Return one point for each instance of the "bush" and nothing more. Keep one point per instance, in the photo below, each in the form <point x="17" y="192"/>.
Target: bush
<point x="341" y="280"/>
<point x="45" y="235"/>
---
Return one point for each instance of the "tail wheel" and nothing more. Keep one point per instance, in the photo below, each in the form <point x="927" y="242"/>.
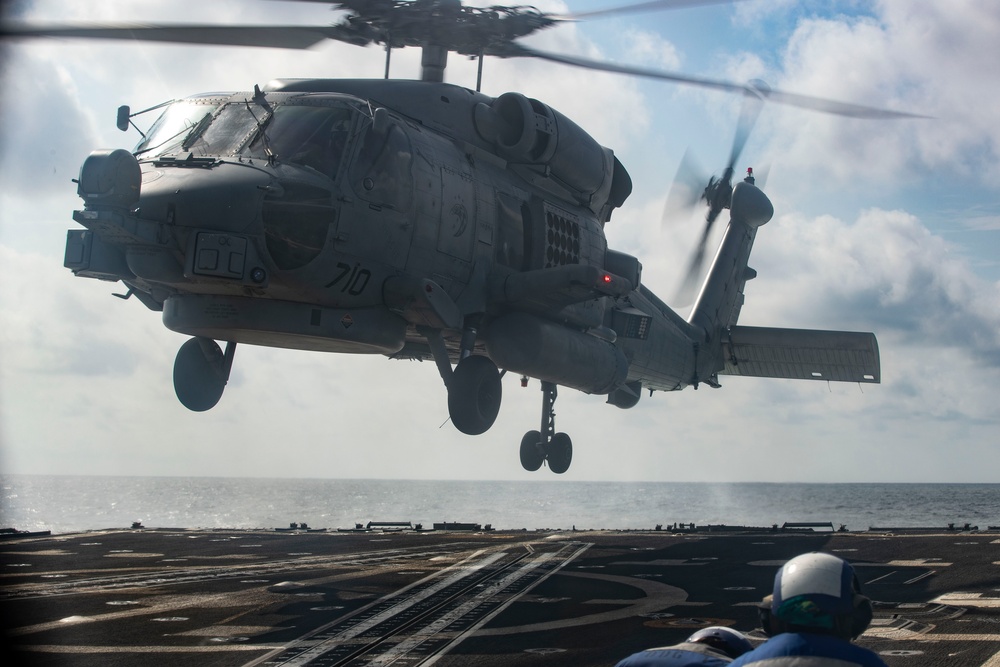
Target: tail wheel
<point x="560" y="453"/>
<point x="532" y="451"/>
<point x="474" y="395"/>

● **Set exercise**
Gather every line of the entries above that contains the string "wheel", and copy each one in full.

● **Exercise answer**
Return one point for each instance of the "tail wheel" and nothing more. Keep one point per instance, in the photo below, each in the form <point x="927" y="242"/>.
Target: tail wheel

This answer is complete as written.